## SET PROBLEM
Pull out each line of the rows below that contains the string "person", and copy those lines unchanged.

## Collection entries
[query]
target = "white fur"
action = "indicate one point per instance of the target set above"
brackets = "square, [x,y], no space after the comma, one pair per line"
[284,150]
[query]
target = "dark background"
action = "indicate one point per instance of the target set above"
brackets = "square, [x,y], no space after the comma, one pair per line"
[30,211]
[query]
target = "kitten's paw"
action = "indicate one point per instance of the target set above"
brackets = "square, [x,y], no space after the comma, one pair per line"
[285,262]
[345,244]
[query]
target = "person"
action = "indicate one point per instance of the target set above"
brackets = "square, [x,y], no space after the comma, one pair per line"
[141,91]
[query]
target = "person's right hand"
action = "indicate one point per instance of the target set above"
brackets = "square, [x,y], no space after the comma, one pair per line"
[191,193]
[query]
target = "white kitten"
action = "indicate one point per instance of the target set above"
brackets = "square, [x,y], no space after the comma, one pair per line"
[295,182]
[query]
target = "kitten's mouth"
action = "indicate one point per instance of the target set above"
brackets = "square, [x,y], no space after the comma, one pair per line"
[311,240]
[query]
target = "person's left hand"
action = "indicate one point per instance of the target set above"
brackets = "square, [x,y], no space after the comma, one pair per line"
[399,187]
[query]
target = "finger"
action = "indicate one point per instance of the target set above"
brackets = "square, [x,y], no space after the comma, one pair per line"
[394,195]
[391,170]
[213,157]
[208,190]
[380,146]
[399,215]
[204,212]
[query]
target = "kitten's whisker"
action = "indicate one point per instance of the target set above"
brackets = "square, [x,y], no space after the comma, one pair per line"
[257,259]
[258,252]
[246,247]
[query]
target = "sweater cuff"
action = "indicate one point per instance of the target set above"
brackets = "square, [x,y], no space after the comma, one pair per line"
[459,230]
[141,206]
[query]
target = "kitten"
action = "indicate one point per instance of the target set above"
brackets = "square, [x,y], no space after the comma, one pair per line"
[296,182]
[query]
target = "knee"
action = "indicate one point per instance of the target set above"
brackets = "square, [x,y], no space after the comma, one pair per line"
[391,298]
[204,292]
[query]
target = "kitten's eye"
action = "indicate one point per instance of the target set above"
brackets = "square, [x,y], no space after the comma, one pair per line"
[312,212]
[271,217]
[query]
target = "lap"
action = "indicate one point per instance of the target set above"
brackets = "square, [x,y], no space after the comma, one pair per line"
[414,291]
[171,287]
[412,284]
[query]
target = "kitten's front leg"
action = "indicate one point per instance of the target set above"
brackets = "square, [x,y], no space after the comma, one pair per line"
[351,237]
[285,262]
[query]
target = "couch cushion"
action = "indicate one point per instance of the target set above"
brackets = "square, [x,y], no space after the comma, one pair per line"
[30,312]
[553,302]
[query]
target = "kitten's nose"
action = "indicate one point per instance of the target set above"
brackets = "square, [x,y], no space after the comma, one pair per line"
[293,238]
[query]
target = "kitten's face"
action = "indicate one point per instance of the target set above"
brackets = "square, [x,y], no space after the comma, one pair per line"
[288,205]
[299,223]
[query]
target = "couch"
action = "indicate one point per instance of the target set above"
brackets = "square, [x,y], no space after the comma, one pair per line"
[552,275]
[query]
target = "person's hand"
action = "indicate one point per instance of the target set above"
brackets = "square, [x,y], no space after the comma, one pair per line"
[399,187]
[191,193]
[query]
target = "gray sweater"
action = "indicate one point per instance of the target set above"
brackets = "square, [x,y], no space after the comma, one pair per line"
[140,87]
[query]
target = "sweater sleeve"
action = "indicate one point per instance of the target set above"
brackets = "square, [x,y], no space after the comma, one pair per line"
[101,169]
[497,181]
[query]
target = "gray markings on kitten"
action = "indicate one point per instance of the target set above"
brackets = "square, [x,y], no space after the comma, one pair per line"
* * *
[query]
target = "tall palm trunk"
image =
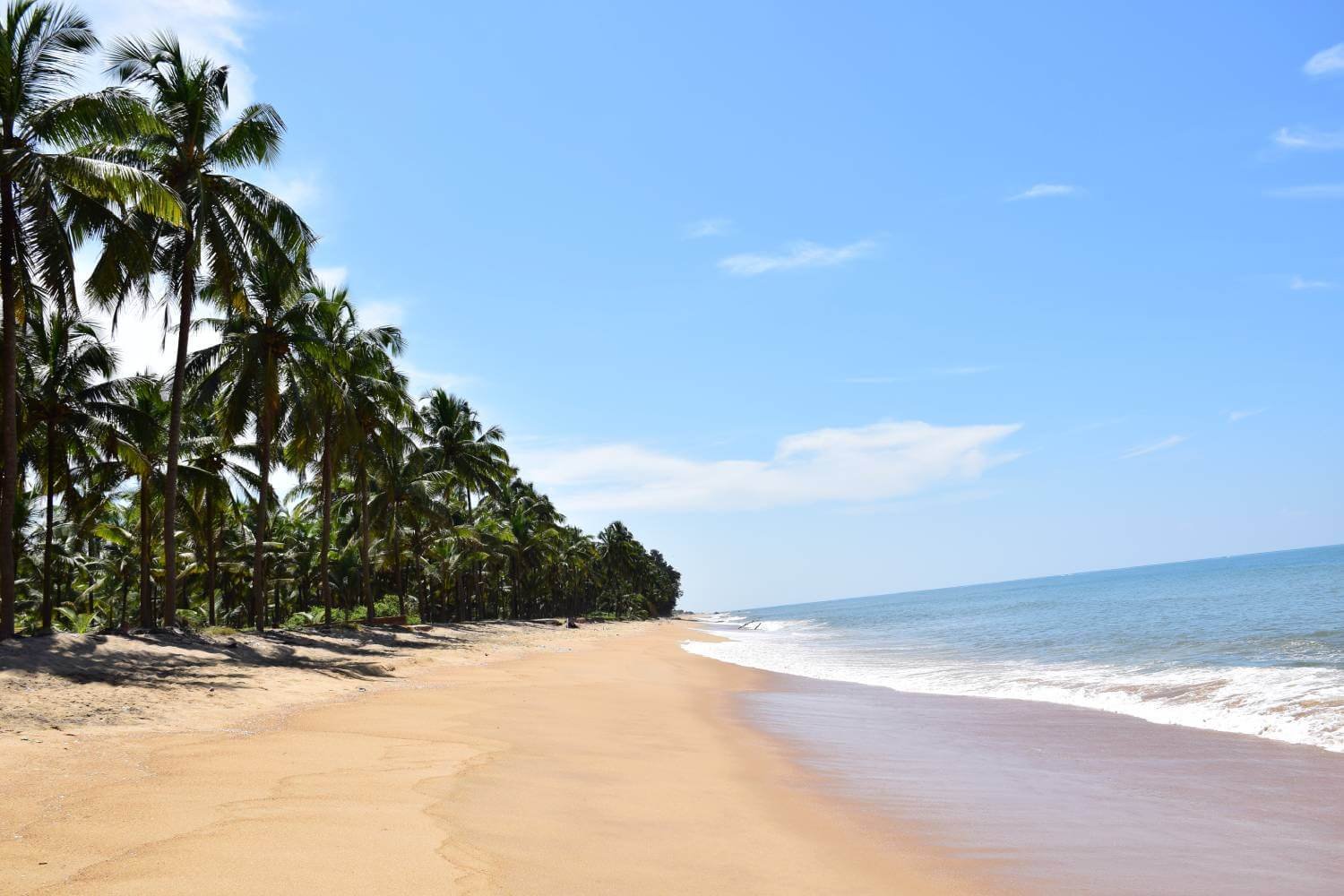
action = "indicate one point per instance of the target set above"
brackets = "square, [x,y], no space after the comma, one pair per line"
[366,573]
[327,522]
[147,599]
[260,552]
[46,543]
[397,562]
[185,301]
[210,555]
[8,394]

## EXPECTED OUTPUT
target = "person"
target = "person's right hand"
target = "person's left hand"
target = "person's hand"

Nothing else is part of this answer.